WORK REQUIRED → Without the pictures, output all of the data exactly.

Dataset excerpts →
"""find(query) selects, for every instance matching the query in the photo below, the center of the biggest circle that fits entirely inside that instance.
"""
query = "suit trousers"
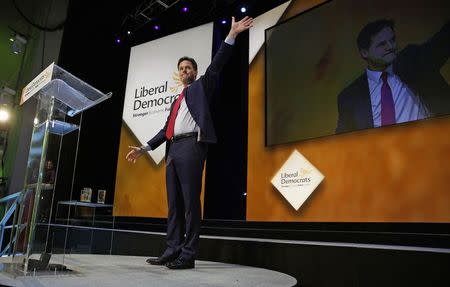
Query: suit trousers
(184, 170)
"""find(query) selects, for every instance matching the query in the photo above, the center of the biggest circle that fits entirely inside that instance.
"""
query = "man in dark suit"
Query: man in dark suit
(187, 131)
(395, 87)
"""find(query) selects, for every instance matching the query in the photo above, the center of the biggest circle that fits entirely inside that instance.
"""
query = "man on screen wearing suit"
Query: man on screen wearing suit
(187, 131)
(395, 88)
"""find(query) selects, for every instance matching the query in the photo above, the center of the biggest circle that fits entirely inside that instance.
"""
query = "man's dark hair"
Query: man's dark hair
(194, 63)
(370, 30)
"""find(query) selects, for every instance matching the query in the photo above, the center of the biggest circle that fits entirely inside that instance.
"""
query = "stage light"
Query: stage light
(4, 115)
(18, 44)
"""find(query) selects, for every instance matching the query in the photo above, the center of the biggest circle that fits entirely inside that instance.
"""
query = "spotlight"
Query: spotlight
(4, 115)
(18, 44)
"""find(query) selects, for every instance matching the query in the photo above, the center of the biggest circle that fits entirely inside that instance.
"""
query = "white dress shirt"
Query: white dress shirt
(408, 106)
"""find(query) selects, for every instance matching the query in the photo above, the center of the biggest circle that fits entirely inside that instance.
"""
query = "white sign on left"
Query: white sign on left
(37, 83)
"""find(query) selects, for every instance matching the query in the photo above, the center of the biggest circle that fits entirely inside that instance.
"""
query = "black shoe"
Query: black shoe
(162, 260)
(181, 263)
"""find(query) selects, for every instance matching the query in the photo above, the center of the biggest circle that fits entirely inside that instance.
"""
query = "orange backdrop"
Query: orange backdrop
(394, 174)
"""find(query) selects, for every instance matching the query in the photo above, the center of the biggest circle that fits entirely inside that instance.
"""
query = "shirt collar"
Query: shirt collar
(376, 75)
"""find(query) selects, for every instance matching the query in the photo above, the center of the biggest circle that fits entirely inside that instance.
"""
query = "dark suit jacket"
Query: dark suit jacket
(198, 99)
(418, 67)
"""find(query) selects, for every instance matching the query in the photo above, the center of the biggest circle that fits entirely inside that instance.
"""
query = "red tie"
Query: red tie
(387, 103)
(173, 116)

FINAL ANSWER →
"""find(query) selects, for every instance matching the query in the photo below, the center of the biggest circle that fits entirely inside that instance.
"""
query = "suit trousers"
Query: suit trousers
(184, 170)
"""find(query) selects, for every instance matching the query in the photo above, the center of the biggest circle that fits entirely inside that instance.
"""
query = "man in dark suit"
Query: man in dark suit
(187, 131)
(395, 87)
"""find(query) selects, for every instance matching the query in the photo above, the center of the biggest circle that fits entirely inside that instance.
"""
query = "man on screen wearing suit"
Query: man on screen wearing suit
(187, 131)
(395, 88)
"""find(query) selects, for every instance matching the query in the photo above, the center of the biggest circle that fits entirely inside that instance.
"""
query = "man's dark hair"
Query: man's dark hair
(194, 63)
(370, 30)
"""find(query) selects, for every instance matching the query in the photo above, the center of the biggest circle that fits entirely inside that instance.
"""
query = "stage light"
Query: stage light
(4, 115)
(18, 44)
"""find(query) selects, for every instance matching the query in the photo above, the center of the biggest circle that fits entirely inside that instance.
"""
query = "spotlight"
Query: spotlight
(4, 115)
(18, 44)
"""find(query) selects, for every instance matching the query in the photo above, the center of the biggest circle that fits entirely inside that instance.
"""
query = "white dress shirt"
Query: white dress shirt
(408, 106)
"""find(query) selects, for every instance matching the query in the photo above, the center of the biggest circle that fits entirely inside that instance.
"""
query = "white sign on left"
Query: white sign on left
(37, 83)
"""find(query) selects, for every instance matching the query in the photo above, the center of the biggest circle that fits entirely inside that instance.
"""
query = "black shoe"
Query: black shoe
(162, 260)
(181, 263)
"""find(query) selects, for every instance matching the query in the photo above, the center of the biggest circle that fits entirely inside that instance.
"""
query = "orange backdrop"
Query: orange backdrop
(394, 174)
"""find(query) selects, for every instance matching the query in the photo above, the center of the biggest circle that fits entirely inside that instance.
"""
query = "shirt collar"
Query: shirt collar
(376, 75)
"""find(query) selects, for every instance matching the query in the photo above, the center of the biggest circle that fits entirely inside that instance.
"""
query = "dark suit jacket"
Query: dark suit jacket
(198, 99)
(418, 67)
"""find(query) selects, for every instance matching the query in the photo above, the center of the biggest circle that fits entirely inside that instance.
"""
query = "red tie"
Query: red tie
(387, 103)
(173, 116)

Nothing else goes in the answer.